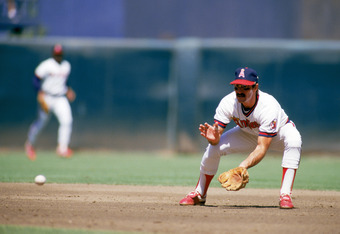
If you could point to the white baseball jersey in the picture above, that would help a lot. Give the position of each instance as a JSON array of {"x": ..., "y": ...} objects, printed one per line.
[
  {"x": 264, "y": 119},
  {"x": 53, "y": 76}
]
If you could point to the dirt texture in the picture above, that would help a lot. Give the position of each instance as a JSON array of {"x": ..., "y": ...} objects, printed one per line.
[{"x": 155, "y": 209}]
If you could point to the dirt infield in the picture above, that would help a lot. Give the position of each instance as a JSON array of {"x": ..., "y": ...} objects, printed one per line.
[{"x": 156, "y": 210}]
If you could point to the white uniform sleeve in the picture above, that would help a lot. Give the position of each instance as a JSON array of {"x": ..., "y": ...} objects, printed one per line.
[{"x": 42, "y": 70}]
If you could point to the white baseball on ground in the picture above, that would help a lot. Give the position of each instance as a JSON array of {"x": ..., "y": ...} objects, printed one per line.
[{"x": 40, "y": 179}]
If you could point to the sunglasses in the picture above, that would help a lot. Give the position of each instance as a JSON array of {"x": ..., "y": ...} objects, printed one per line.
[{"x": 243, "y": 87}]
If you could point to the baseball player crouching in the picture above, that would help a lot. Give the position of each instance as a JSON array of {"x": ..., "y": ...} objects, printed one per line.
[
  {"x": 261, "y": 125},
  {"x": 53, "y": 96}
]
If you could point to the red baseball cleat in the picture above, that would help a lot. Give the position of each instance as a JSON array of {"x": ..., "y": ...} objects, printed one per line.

▬▬▬

• _To do_
Can you reproduce the records from the line containing "If you could point to the white uniform" through the end of the records, inclusive, with every line kept, the requests unchanged, and each x and y coordinate in the answers increased by 128?

• _Completed task_
If you could point to the white uniform sleeve in the picture above, that would help a lot. Give the position of each instance as a JSON array of {"x": ..., "y": ...} objects, printed one per line.
[{"x": 170, "y": 198}]
If you could point to the white baseball on ground in the picture above, that would help a lot. Give the position of each instance as a JSON array of {"x": ..., "y": ...} objects, printed one per line.
[{"x": 168, "y": 307}]
If you could point to the sunglasses in the picture above, that would help a lot. Give the position of each instance as a JSON array of {"x": ..., "y": ...} objects, printed one per line.
[{"x": 371, "y": 215}]
If you could point to the baseball player crouching in the picture above, that would help a lot. Give the position of each instance as a JSON array of {"x": ..., "y": ...} objects, printed one per line.
[
  {"x": 389, "y": 253},
  {"x": 181, "y": 224}
]
If you could point to the red baseball cleat in the picture above, that would help a lot. Give the position of each instance as a JSON array of {"x": ..., "y": ...} objects, printed one per line.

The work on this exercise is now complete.